◆ Stated goal: Repeat the records below exactly.
++++++++++++++++++++
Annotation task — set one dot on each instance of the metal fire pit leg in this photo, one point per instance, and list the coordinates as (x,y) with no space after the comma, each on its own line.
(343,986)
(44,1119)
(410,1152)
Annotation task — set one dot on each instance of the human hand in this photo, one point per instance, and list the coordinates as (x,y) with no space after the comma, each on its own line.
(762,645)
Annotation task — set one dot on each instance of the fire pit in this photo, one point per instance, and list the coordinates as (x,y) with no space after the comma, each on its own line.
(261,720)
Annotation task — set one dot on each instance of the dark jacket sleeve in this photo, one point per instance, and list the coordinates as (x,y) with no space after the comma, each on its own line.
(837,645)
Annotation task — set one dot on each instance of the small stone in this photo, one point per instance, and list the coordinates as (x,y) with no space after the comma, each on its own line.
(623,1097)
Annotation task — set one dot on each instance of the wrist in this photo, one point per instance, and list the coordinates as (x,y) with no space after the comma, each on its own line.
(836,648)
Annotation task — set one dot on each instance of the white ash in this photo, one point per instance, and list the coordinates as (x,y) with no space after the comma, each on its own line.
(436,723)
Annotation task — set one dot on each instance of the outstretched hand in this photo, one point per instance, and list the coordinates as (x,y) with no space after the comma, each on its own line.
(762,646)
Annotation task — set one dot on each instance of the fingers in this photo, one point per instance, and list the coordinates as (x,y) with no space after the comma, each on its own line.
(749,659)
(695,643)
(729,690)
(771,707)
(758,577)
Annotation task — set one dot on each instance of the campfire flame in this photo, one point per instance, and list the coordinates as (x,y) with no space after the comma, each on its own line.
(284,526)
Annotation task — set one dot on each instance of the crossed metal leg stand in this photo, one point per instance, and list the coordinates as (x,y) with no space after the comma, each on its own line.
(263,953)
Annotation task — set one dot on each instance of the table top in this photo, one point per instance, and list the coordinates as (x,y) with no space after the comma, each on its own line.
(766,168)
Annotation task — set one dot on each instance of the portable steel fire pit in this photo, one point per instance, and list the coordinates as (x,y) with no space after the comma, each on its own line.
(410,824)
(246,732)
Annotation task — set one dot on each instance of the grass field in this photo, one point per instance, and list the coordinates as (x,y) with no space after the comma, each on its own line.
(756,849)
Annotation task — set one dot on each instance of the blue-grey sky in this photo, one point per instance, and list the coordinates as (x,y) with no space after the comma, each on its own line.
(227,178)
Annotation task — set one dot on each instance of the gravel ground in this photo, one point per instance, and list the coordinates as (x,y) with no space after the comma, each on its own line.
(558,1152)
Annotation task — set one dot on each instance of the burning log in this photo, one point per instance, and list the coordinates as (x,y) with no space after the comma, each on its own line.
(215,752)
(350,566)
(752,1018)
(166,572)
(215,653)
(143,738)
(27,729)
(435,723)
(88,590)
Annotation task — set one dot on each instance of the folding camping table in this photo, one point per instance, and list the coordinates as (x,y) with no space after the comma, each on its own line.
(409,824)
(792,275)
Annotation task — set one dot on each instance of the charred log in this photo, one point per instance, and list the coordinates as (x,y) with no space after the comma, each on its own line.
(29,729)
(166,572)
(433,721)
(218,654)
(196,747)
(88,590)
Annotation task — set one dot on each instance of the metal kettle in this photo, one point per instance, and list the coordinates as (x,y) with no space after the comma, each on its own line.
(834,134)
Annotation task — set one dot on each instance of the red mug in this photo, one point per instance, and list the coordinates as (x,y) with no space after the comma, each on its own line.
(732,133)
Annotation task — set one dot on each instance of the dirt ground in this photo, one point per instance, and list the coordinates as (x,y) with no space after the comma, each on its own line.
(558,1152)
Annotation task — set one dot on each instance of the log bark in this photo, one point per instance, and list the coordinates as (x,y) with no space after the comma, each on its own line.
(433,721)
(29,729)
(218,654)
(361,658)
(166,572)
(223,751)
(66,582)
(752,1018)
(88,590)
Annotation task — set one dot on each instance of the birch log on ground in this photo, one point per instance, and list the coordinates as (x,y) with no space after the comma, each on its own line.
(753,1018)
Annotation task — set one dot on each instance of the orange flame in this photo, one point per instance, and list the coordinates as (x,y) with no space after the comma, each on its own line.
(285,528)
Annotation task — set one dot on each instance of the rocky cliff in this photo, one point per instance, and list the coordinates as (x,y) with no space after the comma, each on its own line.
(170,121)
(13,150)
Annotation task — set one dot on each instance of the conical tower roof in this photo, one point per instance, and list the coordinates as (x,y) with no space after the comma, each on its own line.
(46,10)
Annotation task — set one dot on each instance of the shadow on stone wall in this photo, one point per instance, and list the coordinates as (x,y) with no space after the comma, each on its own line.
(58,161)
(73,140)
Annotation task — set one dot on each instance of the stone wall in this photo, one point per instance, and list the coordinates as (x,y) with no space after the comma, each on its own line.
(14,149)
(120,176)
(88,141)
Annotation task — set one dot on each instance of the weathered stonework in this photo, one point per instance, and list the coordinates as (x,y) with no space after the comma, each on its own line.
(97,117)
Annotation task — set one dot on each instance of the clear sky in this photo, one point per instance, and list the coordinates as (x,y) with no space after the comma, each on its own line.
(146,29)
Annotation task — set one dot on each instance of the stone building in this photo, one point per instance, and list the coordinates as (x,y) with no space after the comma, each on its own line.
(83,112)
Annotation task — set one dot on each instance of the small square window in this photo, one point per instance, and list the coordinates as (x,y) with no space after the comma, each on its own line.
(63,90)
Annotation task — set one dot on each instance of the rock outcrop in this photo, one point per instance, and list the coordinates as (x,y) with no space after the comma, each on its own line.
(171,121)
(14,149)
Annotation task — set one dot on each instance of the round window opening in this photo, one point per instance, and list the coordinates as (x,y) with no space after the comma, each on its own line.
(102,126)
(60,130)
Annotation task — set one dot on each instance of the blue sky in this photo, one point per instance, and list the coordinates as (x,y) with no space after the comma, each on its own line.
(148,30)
++++++++++++++++++++
◆ Solution for this problem:
Annotation task — set one dot on each instance of the metal fire pit leg in this photo, one point per instance, and list the coordinates as (x,y) with no space after the comma, each on its own line.
(343,986)
(44,1119)
(410,1152)
Annotation task — set one dot on each instance of the human hand in this photo, one point per instance, and list the coordinates as (x,y) with no space after the comma, each on its own line.
(762,645)
Annotation task — set one dot on each instance of the fire pit in this photo, one point per instance, and list the coordinates as (x,y) with no space after the comma, each on its own line.
(261,720)
Annotation task — set one dot on each instance of the dark jacket sleeve in this photo, one point per instance, and list the coordinates as (x,y) with no space after the comma, each on its own line.
(837,645)
Annotation task — set one dot on each instance of the small stone in this photo, one point per instance, and list the coordinates as (x,y) with no space after the comma, each on its own line.
(623,1097)
Annotation task — set one dot on each instance of the wrist in this photo, one point per instance, and list the coordinates as (x,y) with no space after the comma, each on its own line.
(836,648)
Annotation task — set one dot on each instance of the white ash in this photo, one point per instance, and list the coordinates as (x,y) with no space after the comma, each on its own line.
(436,723)
Annotation task — set one dot on each instance of the outstretched hand in this photo, one point per instance, and list the coordinates as (x,y) with no space after the comma, each on its own line.
(762,646)
Annotation task — set one dot on each instance of the fingers in this photo, one point per instance, and list the coordinates as (x,y) with no space after the comma, each on its own line.
(749,659)
(695,643)
(729,690)
(771,707)
(758,577)
Annotation task — set one dot on each instance of the campfire flame in this photo, one point per instance, and list the coordinates as (x,y) with no space after the comma, each on its own line.
(284,526)
Annotation task — set one dot on each instance of the crossed metal leg stand in this photo, one point per instance, and list the coordinates as (x,y) with no space after the comma, each on its own line.
(263,953)
Annotation task — set one dot on each instance of the table top in this photo, one point per instance, and list the coordinates as (x,y) with no space after the comma, each on its own line.
(766,168)
Annotation task — set one dot on each instance of the portable steel fire pit in this photo, one point per instance, and list the coordinates as (x,y) with no space after the comma, each on its own line.
(410,824)
(246,732)
Annotation task — set one dot on each instance of the grass field in this photo, one point per instance, and list the coordinates as (x,y) with no space after the comma, each on its own line.
(756,849)
Annotation task — set one dot on each instance of the blue-grey sky in this photo, one point per instance, and list the coordinates as (x,y) with no space after the comma, each on its own line.
(227,178)
Annotation task — set one dot on each instance of the gravel ground in this photo, one point per instance, and list the coordinates as (x,y) with no space after the comma, each on its own line.
(558,1152)
Annotation task — set one dot on each instance of the burning log in this photo, one point per instance, and list the coordinates as (x,y) with no space after the comma, each on its own line.
(215,752)
(350,566)
(752,1018)
(166,572)
(215,653)
(143,738)
(27,729)
(435,723)
(88,590)
Annotation task — set one dot on each instance of the folding camping table in this photo, one point per instance, and list the coordinates as (x,y) with no space after the comma, each on its own line.
(409,824)
(792,275)
Annotation task — set one dot on each instance of the charred log in this photo, one point per instance, and list the coordinates as (x,y) with no space after the comma, each on its own line.
(29,729)
(166,572)
(433,721)
(218,654)
(196,747)
(88,590)
Annotation task — set one dot on each instance of the metal kettle in this photo, one point per instance, and list the coordinates as (x,y) with no space after the comma, each on its own line.
(834,134)
Annotation task — set one dot on each instance of the red mug in this photo, one point per instance, and list the coordinates as (x,y) with no space after the comma, each on its own line.
(732,133)
Annotation task — set one dot on each instance of the dirt ground in this photo, one point per instance, and list the coordinates as (x,y) with no space after the comma, each on its own line.
(558,1152)
Annotation task — set one dot on each instance of the log bark in this photo, one point per instance, and list the coordinates as (x,y) with no space after the comma, each on its own line.
(433,721)
(29,729)
(218,654)
(361,658)
(166,572)
(223,751)
(66,582)
(752,1018)
(88,590)
Annotation task — set one dot on each instance of the birch log on ground in this photo, one point per instance, and list the coordinates as (x,y) with no space after the comma, each on its own line.
(753,1018)
Annotation task — set one dot on each instance of the orange flame in this photo, one point per instance, and list the coordinates as (x,y) with no space after the comma, each on its own line.
(285,528)
Annotation task — set one dot on each instance of the rocky cliff in this photo, one point per instance, and list the coordinates as (x,y) with no space after the comma, each on its own line.
(170,121)
(13,150)
Annotation task — set one dot on each instance of the conical tower roof in this photo, one point per instance, and list the coordinates as (x,y) with no space after the comma, each on its own line.
(46,10)
Annotation task — set one dot on each instance of the shadow on stone wall in this photo, one point per instance, and list the coordinates as (x,y) with no space after the comma, each on its own line.
(58,161)
(73,140)
Annotation task — set one dot on each instance of the stone wall in this photo, one point per instance, and list the coordinates as (x,y) with no space after the comma, each on its own line.
(14,149)
(120,176)
(88,141)
Annotation task — set one dot on each instance of the weathered stonework in this photo, one point per instance, and list the coordinates as (x,y) with no space after the comma, each on its own line.
(97,117)
Annotation task — set one dot on each instance of the clear sky in this photo, one point per instance, and list the coordinates as (x,y) with no space after the comma, each on its own line.
(146,29)
Annotation task — set one dot on each instance of the stone building in this photo, one point per instance, and list the coordinates as (x,y) with no space after the comma, each on its own line.
(83,112)
Annotation task — set one dot on each instance of the small square window in this photo, one point per instance, and list the coordinates as (x,y) with no space after the comma, each on its own line.
(63,90)
Annotation task — set one dot on each instance of the rock outcrop in this photo, one point per instance, and list the coordinates as (x,y) with no space after the comma, each on its own line.
(171,121)
(14,149)
Annotation task — set one dot on each instance of the round window opening in this photo, one point per instance, and list the coordinates as (x,y) with no space after the comma, each on its own line.
(102,126)
(60,130)
Annotation task — set one dot on each instance of the blue sky in this photo, one point per instance, and list the coordinates as (x,y) with no space after the comma, each on its own line.
(148,30)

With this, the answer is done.